EXERCISE INSTRUCTIONS: Return the listing below verbatim. Pictures do not belong in the copy.

DATA RECORDS:
-- -- --
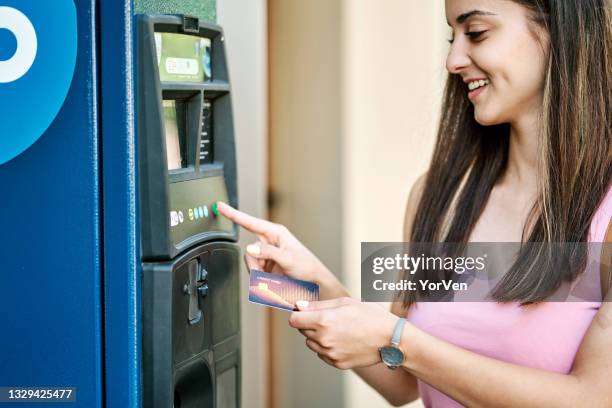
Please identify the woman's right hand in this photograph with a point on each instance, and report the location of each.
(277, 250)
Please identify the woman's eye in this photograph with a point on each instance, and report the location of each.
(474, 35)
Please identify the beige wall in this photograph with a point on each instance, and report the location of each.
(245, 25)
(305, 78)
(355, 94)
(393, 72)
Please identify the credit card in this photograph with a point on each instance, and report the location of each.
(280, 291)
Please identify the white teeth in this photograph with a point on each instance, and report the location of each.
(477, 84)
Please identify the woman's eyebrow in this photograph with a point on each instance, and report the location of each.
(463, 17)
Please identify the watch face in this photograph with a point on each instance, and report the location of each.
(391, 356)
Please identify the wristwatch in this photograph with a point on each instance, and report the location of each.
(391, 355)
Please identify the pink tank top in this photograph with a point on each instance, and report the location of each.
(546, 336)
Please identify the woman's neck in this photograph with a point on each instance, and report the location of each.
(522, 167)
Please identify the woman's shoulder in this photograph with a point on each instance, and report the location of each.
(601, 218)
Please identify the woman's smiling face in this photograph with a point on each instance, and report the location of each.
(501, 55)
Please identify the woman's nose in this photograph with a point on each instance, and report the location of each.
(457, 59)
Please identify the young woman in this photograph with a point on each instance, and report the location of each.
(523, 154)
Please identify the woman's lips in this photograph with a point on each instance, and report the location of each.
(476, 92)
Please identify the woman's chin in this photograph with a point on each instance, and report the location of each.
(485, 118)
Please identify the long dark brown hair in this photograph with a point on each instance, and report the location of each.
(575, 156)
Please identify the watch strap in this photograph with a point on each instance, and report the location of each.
-- -- --
SOLVED EXERCISE:
Please identify the woman's right hand in this photograph with a point on each instance, and report the location of each.
(277, 250)
Please identify the woman's eye in this photograph with a point on each instance, and report the location of each.
(474, 35)
Please identify the beige wall in this photograph with a point on each instance, and report the location of each.
(245, 25)
(305, 78)
(355, 94)
(393, 72)
Please identify the credit card in this photograph with a point on each instance, and report the location of each.
(280, 291)
Please identify the white teeth in this photograph with a point on each instance, and report the location of each.
(477, 84)
Please identify the woman's eyebrow in this photograph with a point on each instance, and report the location of each.
(463, 17)
Please identify the watch face in this photograph with a point on each instance, and report the location of each.
(391, 356)
Please identify the wristwatch in this photograph with a point on each instance, and report the location of each.
(391, 355)
Please identify the pink tank top in this photograph with a point on each instance, and report the location of each.
(546, 336)
Please identify the woman's neck in this photograph with a point on each instance, and report the location of each.
(522, 167)
Please identify the woman's shoulder in this photograph with a point on each instance, and report the location of each.
(601, 218)
Please identify the woman's smiling face in this photograph with a point on each instance, and report the location of each.
(501, 55)
Please identify the woman's nose in this photograph with a point on each instance, and report the location of each.
(457, 59)
Please identify the young woman in this photograph with a point on each instance, and report the location of each.
(523, 154)
Please identify the woman's lips in this photograph with a point on each instance, and report the location of each.
(476, 92)
Please identify the woman's chin in this photograph with a point on each instance, and report the location of each.
(485, 118)
Please identify the long dark brown hair in this photograph with a point on each instance, and report the location of each.
(575, 156)
Please identify the watch strap in this photograph with a point on each instance, and report the location of each.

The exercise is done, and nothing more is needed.